- **BRIEF**
Lay out the data as a numbered list, starting at the first line and ending at the line containing "box: [604, 838, 713, 862]", with blank lines omitted.

---+---

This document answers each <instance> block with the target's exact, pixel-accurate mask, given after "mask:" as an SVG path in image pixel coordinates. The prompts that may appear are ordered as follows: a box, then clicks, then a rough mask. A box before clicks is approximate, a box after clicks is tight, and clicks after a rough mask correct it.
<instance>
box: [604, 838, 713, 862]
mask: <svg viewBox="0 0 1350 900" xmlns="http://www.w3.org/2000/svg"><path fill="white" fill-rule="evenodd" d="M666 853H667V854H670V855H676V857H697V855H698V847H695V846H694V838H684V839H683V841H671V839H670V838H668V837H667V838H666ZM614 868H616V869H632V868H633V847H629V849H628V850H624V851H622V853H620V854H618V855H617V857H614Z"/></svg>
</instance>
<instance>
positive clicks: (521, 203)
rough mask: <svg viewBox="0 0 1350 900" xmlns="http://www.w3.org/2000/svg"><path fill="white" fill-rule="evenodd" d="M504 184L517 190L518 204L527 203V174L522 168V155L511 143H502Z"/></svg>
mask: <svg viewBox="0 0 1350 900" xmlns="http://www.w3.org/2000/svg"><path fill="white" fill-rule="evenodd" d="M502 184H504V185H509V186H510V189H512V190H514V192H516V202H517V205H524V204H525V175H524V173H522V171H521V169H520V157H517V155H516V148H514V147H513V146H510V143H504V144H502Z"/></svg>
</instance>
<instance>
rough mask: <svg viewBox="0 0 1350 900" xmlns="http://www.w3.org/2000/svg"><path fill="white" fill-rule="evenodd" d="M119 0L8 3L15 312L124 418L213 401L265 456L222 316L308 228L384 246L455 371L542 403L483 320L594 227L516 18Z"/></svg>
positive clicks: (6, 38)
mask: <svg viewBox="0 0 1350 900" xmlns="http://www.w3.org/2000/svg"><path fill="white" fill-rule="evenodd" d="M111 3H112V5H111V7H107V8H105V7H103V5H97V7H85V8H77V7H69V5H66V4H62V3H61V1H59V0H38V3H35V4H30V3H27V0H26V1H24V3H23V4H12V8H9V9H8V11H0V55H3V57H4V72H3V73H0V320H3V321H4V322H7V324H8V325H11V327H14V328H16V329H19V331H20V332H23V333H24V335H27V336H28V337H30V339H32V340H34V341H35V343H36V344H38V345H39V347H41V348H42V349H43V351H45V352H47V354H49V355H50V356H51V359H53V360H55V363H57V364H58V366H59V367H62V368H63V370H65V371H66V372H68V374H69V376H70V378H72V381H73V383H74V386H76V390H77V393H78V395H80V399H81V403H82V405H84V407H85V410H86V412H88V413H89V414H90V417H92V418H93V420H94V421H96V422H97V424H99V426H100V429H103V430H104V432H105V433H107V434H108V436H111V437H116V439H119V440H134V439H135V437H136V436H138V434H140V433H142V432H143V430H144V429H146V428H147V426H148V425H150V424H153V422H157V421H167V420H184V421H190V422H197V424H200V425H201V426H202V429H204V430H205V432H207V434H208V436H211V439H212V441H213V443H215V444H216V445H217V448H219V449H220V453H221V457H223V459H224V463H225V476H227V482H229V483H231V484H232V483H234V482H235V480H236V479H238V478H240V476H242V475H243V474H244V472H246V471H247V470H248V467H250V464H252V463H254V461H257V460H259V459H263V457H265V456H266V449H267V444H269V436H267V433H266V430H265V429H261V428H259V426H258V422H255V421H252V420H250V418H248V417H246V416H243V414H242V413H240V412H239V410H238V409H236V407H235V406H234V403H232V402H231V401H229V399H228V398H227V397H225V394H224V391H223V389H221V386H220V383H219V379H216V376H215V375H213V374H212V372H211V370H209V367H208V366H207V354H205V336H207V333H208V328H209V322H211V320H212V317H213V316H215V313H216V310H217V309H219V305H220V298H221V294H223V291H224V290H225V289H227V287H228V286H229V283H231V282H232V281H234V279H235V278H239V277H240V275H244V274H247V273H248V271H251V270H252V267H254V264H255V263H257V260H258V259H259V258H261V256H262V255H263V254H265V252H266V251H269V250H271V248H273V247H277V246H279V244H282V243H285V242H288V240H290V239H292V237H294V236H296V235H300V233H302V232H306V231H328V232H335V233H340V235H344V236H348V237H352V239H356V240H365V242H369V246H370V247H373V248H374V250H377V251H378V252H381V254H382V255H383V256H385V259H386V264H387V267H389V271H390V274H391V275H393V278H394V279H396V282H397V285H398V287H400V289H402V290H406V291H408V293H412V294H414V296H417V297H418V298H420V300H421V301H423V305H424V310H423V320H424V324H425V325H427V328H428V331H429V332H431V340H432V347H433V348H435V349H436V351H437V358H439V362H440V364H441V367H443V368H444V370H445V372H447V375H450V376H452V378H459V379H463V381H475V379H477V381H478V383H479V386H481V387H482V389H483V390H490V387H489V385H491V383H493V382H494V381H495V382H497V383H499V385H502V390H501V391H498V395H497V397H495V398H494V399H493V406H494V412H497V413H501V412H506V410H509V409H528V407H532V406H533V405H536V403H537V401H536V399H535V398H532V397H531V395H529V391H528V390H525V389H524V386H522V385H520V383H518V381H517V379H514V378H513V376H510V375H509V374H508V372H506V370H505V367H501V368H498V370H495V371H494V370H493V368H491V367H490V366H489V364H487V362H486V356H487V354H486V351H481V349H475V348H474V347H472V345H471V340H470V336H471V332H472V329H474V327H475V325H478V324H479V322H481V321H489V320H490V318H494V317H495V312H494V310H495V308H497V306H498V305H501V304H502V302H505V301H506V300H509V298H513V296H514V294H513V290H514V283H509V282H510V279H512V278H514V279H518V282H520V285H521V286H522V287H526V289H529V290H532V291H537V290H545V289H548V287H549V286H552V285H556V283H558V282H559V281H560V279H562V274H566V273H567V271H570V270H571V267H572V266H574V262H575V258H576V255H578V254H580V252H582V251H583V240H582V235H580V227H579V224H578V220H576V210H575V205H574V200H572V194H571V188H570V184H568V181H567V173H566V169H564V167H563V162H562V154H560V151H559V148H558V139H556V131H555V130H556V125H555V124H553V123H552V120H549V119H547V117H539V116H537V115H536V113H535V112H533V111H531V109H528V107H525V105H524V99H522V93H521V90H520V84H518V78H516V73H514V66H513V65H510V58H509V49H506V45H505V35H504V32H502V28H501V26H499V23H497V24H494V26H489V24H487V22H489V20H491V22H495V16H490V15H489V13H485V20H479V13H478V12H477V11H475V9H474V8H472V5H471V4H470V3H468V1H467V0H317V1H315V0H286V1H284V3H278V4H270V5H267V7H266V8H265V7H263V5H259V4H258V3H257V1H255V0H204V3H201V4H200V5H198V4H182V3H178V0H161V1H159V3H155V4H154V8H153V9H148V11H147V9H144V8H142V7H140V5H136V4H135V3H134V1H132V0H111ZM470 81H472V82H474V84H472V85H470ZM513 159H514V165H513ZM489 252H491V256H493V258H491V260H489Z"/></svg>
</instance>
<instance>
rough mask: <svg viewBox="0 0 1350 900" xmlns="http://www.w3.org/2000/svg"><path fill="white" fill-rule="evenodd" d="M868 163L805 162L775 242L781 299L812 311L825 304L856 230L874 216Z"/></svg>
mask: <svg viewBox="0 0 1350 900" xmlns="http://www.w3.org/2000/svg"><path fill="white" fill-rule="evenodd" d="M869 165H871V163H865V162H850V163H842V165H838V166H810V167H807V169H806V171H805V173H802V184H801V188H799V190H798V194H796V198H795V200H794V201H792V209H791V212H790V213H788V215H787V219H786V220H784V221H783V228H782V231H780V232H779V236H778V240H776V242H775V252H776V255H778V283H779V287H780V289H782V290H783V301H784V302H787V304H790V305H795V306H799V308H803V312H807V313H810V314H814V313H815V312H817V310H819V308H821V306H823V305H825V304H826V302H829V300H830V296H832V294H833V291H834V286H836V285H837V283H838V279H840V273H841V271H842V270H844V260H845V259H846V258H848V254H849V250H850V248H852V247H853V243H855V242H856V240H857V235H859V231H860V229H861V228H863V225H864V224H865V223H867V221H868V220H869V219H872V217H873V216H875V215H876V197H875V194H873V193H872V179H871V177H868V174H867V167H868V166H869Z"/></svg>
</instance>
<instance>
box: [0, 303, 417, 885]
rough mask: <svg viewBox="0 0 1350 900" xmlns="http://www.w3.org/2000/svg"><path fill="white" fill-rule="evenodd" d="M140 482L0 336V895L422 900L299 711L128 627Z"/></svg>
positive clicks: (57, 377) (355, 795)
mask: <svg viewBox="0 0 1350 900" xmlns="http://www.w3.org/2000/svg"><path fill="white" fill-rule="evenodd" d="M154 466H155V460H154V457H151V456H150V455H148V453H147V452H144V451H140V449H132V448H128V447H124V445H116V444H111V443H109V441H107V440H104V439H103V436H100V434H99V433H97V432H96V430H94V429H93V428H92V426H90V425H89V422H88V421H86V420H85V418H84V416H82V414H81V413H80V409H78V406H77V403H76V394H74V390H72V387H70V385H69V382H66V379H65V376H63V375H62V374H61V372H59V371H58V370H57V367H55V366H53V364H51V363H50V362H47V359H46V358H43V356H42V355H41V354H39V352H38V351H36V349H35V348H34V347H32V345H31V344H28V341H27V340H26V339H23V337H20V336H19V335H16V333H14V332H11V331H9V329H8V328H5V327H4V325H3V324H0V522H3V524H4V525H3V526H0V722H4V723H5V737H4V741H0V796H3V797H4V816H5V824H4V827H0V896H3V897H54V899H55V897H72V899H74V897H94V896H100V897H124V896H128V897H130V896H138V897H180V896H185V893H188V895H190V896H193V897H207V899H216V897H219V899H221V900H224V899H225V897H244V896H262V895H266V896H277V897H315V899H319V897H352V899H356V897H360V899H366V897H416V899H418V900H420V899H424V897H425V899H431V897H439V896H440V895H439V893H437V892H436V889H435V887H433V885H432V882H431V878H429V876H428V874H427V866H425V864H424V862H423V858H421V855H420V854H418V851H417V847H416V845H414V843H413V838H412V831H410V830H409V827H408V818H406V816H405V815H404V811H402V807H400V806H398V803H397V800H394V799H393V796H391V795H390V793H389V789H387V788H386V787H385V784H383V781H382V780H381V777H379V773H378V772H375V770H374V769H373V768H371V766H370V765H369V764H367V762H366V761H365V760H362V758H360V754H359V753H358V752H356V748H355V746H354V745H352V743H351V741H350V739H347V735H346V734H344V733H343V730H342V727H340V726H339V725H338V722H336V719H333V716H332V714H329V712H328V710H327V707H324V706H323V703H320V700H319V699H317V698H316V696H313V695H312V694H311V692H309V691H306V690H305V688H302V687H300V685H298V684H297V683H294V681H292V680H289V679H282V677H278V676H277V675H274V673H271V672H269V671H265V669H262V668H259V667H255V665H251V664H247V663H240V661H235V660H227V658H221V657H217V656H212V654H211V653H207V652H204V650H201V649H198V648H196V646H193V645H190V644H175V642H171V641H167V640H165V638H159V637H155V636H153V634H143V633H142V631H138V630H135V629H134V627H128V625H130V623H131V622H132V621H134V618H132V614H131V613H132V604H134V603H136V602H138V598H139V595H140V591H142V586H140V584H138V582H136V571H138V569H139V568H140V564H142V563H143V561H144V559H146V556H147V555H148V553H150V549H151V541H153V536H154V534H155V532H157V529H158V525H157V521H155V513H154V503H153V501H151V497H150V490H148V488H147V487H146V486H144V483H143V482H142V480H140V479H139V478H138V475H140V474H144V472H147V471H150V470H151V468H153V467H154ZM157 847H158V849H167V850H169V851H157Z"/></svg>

---+---

- **WRITTEN RESPONSE**
1. This document answers each <instance> block with the target's exact, pixel-accurate mask, given after "mask:" as an SVG path in image pixel coordinates. The prompts that may appear are ordered as follows: a box, then clicks, then a rough mask. A box before clicks is approximate, a box after clicks is tight, and clicks after a rough mask correct it.
2. <instance>
3. box: [604, 838, 713, 862]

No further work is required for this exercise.